▸ DIRECTIVE
Update the material from the line containing "of the brown" up to and including its final line by replacing "single dot" with "single point". Leave everything else unchanged.

________________

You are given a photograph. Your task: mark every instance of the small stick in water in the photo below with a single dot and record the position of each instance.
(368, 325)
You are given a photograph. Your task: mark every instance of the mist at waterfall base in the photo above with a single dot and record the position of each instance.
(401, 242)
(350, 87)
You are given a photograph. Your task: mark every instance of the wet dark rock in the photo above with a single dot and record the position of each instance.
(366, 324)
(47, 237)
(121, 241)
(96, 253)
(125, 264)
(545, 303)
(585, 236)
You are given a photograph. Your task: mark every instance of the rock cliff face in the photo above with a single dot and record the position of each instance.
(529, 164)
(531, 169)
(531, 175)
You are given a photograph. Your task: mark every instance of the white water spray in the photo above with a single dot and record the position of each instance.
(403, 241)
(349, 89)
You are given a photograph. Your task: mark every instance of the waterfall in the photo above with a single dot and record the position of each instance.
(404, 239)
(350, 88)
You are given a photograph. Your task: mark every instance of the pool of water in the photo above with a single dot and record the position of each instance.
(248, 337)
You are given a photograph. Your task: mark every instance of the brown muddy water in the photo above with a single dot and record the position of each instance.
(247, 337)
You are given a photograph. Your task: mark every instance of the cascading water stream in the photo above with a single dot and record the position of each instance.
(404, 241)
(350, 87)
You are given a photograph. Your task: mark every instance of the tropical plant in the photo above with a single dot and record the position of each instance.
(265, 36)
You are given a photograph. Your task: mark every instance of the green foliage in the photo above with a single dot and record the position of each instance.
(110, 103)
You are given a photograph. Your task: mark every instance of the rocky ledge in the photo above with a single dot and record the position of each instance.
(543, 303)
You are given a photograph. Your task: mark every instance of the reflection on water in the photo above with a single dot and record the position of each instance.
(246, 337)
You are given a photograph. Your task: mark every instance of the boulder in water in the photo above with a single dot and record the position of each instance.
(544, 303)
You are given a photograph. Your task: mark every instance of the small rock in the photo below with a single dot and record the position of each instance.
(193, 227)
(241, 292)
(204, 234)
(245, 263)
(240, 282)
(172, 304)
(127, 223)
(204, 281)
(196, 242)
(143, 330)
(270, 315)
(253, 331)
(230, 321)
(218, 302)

________________

▸ WRITTEN ANSWER
You are given a photograph. Your task: mark every instance of the brown muddy water in the photo above with a single point and record the position of each instance.
(247, 337)
You are given a photograph. Your task: mark every instance of the cascading water stream in the photo above with a single point and record the position of each instance.
(404, 241)
(350, 87)
You are given a photograph. Your task: mark every instance of the tropical plant in the photo above with a single point and record the position of each instance.
(265, 36)
You are given a photograph. Your task: mark every instance of the green foliage in the photo above with a single point and record the position of each instance.
(110, 103)
You are given a photograph. Your task: mark every instance of the rocky ledge in the photo above with a single point and record the position of each instance.
(543, 303)
You are given a photograph. Your task: mark every instance of the reflection on water in the photo above with a single point and record the position of each instance.
(246, 337)
You are given a photograph. Your task: mark every instance of the boulder in water in the photo above with a single point and record the position of each instance.
(544, 303)
You are given a photograph. Your task: mark every instance of the small rock in the photo below with a single point and record the position of each instance.
(193, 227)
(241, 292)
(204, 234)
(245, 263)
(240, 282)
(172, 304)
(127, 223)
(204, 281)
(196, 242)
(143, 330)
(270, 315)
(253, 331)
(230, 321)
(218, 302)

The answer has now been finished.